### Exercise
Write out exactly the lines that run from the one containing "Please put a dot on every instance of the building" to the end of the entries below, with both end lines included.

++++ Dataset

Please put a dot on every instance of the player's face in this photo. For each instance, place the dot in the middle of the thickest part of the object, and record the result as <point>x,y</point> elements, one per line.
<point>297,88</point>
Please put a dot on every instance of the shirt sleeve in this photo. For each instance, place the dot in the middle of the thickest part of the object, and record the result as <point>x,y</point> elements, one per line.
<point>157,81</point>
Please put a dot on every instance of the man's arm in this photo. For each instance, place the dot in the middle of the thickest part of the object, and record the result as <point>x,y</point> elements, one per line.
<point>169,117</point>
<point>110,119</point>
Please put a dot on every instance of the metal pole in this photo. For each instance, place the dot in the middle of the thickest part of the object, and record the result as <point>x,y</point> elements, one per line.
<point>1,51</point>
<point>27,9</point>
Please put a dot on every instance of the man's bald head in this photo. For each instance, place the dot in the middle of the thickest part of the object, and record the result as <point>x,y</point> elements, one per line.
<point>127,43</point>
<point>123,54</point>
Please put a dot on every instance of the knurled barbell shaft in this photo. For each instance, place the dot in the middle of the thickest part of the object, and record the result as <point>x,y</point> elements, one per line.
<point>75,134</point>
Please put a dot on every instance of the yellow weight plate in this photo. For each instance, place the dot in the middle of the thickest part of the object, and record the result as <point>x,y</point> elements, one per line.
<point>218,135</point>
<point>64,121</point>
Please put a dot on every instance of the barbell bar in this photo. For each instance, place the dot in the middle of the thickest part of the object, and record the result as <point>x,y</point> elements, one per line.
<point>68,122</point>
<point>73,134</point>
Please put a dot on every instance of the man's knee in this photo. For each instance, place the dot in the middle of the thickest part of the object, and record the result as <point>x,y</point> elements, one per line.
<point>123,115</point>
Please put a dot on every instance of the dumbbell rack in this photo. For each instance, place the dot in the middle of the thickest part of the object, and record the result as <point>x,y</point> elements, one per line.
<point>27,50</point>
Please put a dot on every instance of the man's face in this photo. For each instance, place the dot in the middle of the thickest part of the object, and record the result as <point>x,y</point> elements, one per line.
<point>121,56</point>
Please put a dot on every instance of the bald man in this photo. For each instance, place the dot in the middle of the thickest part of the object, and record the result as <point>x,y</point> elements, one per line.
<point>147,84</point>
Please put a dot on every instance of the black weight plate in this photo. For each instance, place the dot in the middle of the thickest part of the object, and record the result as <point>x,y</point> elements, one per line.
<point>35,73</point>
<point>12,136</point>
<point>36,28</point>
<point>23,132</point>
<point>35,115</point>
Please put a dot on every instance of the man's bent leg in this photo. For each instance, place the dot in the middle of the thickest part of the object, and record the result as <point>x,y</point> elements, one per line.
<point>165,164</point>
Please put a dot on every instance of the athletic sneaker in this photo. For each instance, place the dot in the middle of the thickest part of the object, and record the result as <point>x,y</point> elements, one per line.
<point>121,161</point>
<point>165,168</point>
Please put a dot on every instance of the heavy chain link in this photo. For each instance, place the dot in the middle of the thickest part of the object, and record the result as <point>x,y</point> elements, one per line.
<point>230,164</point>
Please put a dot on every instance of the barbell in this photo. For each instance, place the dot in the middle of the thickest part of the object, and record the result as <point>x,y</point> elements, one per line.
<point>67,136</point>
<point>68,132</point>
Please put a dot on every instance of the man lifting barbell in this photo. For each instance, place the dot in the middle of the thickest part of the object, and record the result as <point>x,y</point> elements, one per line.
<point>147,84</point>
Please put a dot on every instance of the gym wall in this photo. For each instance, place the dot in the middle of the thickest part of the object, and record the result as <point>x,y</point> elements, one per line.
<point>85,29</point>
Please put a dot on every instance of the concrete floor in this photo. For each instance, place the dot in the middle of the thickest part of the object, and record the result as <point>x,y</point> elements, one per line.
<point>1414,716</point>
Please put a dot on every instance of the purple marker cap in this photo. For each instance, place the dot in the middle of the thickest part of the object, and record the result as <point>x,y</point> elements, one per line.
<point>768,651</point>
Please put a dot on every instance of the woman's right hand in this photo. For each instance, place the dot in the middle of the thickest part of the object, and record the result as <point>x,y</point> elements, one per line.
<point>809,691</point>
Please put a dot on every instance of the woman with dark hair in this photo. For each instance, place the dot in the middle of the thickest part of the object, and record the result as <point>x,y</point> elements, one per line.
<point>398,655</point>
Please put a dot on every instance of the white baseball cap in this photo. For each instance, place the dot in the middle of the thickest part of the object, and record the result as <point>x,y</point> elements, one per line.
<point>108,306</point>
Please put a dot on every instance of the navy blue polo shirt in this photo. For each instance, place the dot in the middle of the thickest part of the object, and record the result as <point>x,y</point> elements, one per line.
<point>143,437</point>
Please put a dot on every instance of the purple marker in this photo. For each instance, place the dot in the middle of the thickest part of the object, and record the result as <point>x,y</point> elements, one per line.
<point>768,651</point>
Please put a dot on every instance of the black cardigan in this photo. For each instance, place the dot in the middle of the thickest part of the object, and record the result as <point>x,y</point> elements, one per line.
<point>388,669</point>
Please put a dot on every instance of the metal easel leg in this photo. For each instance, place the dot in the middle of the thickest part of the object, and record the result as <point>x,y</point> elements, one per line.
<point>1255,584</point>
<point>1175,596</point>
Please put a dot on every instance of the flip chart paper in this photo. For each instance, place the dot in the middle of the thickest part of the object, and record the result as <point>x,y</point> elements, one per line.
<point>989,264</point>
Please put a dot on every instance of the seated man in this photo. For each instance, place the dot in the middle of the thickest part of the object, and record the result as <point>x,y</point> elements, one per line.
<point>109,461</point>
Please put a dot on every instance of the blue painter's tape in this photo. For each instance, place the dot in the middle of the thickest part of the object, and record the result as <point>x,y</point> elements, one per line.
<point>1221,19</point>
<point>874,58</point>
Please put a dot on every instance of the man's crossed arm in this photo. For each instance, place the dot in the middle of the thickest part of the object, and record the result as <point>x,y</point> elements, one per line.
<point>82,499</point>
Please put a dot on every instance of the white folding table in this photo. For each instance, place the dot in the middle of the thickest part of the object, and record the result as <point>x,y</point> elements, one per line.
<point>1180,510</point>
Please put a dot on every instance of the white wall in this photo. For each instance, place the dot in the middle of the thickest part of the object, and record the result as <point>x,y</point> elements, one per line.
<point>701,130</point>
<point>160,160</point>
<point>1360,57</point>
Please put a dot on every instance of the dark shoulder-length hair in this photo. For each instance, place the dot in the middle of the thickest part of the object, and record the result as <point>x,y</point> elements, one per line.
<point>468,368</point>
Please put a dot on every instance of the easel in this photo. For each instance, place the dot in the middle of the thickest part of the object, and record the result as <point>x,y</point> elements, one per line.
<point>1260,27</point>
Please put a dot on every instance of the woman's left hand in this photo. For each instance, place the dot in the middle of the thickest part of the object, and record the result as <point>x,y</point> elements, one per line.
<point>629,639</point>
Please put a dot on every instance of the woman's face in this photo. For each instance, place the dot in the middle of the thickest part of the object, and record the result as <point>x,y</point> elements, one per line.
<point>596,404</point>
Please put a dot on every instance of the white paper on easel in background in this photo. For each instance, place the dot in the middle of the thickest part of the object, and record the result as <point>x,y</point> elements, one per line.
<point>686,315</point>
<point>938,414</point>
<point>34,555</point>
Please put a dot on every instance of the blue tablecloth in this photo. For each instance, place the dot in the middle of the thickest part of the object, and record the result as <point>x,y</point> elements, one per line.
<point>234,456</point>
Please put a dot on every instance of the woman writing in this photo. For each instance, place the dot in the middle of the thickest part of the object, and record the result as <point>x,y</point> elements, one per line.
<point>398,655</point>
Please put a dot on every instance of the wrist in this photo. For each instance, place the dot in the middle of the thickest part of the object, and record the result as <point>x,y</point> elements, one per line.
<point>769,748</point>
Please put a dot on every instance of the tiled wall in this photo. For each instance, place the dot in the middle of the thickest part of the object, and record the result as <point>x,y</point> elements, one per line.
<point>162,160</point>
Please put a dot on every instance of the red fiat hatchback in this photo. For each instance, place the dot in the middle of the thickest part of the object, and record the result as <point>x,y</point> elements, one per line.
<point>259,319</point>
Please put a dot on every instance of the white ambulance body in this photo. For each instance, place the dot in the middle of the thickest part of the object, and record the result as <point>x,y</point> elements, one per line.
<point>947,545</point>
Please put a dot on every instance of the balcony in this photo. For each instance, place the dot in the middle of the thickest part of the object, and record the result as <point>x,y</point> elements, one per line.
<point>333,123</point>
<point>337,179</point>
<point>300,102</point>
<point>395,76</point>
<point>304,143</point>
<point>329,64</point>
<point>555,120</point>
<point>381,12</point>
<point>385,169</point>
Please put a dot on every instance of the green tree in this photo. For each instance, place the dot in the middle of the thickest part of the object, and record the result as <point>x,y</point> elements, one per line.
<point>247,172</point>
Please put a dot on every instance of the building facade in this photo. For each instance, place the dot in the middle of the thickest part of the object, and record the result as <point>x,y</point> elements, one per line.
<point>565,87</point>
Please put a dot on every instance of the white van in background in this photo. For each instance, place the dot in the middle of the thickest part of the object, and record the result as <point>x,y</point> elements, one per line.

++++++++

### Answer space
Please put a dot on every instance of the building facade in this photo. For each instance, place the dot in the middle of the thickest part of the object, and record the result as <point>x,y</point> elements, one per line.
<point>565,87</point>
Please put a dot on every instance of the white van in background in this photo. For each instance, place the dot in the middle of the thickest part of the object, and record the result as <point>x,y</point> elements, one per line.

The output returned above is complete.